* _SET TASK_: Copy the listing below word for word, starting at the line with "the ski binding" and continuing through the final line of the listing.

···

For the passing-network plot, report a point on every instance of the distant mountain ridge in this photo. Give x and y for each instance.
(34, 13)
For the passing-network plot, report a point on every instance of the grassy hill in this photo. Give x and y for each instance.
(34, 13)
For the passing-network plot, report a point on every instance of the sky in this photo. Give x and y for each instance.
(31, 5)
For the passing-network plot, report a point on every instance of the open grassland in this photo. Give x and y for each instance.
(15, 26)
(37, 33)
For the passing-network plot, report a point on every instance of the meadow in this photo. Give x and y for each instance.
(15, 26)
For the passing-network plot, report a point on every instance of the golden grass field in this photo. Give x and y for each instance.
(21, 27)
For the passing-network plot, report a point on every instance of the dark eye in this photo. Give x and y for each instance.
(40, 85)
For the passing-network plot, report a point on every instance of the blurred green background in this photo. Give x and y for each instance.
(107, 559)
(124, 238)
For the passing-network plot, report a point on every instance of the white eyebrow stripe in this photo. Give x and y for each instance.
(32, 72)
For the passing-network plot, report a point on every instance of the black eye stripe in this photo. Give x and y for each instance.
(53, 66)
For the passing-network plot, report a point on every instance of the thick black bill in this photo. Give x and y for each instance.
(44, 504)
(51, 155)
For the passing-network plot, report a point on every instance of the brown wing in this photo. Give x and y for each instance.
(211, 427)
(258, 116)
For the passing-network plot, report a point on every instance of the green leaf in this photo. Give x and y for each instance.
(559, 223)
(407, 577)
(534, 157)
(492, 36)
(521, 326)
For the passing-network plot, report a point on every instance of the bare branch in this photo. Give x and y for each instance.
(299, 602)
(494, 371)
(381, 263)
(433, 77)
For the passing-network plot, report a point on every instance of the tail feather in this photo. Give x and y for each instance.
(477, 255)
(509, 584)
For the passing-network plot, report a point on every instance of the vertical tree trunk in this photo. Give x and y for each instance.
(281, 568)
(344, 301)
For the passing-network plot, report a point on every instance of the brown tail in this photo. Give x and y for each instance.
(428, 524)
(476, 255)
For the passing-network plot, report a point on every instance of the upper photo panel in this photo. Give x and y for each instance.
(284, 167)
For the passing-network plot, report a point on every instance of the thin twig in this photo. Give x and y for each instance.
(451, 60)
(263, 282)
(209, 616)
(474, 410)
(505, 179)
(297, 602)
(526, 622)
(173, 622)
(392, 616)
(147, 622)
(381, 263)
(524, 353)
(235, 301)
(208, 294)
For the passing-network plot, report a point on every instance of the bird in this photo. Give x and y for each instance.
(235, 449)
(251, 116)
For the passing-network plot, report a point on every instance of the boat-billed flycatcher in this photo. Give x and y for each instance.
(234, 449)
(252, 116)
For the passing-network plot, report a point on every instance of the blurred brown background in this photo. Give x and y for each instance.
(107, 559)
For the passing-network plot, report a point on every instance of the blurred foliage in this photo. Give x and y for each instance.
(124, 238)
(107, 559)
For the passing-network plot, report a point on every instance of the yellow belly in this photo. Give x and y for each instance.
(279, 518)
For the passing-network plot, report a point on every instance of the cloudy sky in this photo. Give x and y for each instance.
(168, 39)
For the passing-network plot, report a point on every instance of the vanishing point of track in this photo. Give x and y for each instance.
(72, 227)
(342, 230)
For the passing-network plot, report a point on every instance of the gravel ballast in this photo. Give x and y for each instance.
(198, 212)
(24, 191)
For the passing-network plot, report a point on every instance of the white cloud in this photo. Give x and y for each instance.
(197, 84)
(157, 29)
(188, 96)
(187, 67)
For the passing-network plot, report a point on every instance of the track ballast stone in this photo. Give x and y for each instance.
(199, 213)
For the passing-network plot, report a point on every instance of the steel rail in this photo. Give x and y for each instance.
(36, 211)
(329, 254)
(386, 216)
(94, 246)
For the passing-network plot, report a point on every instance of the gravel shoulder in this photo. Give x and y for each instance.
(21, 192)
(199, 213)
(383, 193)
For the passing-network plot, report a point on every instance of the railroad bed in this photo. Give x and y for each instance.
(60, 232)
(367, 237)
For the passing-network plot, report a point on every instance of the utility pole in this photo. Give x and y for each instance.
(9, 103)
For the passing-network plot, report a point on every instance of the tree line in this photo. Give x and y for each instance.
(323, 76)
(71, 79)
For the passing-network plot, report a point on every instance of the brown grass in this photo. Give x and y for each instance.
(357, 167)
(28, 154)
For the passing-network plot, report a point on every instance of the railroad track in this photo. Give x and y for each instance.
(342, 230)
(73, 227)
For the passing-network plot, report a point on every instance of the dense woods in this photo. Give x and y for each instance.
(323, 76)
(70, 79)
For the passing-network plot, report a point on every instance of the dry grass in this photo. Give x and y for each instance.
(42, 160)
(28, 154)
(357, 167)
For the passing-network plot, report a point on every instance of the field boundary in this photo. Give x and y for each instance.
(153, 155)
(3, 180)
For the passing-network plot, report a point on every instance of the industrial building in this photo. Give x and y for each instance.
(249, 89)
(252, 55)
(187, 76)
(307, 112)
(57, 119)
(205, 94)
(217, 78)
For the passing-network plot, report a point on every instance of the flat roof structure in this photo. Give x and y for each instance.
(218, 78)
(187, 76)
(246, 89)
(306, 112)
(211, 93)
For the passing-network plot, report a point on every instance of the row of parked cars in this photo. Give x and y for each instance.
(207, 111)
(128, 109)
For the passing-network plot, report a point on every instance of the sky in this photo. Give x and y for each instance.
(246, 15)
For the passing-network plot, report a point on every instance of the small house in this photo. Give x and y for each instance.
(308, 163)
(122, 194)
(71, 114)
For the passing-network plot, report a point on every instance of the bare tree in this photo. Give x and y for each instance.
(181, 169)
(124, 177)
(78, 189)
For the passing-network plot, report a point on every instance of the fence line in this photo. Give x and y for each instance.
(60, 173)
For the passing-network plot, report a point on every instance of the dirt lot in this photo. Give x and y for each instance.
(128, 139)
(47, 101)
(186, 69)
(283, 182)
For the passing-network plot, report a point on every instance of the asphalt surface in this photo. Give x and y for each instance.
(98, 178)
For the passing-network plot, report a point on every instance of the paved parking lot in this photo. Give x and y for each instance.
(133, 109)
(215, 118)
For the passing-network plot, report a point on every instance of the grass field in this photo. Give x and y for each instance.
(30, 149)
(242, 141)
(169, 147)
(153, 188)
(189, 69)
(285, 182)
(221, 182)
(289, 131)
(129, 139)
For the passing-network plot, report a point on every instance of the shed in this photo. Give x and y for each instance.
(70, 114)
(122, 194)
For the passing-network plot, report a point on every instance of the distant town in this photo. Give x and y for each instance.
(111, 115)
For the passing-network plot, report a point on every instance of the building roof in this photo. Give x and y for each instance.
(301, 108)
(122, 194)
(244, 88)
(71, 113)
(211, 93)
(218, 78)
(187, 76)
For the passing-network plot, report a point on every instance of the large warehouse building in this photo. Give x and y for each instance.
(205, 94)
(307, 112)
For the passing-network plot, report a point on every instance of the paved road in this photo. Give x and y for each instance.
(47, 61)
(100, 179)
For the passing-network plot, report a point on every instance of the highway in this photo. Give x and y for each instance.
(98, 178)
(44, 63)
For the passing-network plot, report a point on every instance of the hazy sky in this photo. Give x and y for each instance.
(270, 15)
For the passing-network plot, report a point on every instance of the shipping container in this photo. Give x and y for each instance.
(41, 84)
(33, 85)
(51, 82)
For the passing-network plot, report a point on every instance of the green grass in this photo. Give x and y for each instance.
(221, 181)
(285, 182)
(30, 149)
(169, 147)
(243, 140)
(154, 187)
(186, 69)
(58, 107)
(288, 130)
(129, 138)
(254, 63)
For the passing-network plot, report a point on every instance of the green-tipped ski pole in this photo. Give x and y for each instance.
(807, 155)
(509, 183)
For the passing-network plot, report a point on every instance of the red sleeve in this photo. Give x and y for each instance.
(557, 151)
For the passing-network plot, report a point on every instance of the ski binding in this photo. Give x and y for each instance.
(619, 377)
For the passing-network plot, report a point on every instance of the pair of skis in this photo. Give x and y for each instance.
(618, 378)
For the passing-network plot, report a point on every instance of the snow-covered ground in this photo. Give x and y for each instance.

···

* _RESULT OF THIS TASK_:
For the passing-network plot, report a point on every instance of the ski binding in this photo. Give x and y for each instance.
(619, 377)
For the passing-network plot, report a point on every instance of the pair of skis in this photo. Give x and y for each instance.
(618, 378)
For the passing-network plot, report a point on every instance of the snow-covered ground in this photo. Give x and y for each instance.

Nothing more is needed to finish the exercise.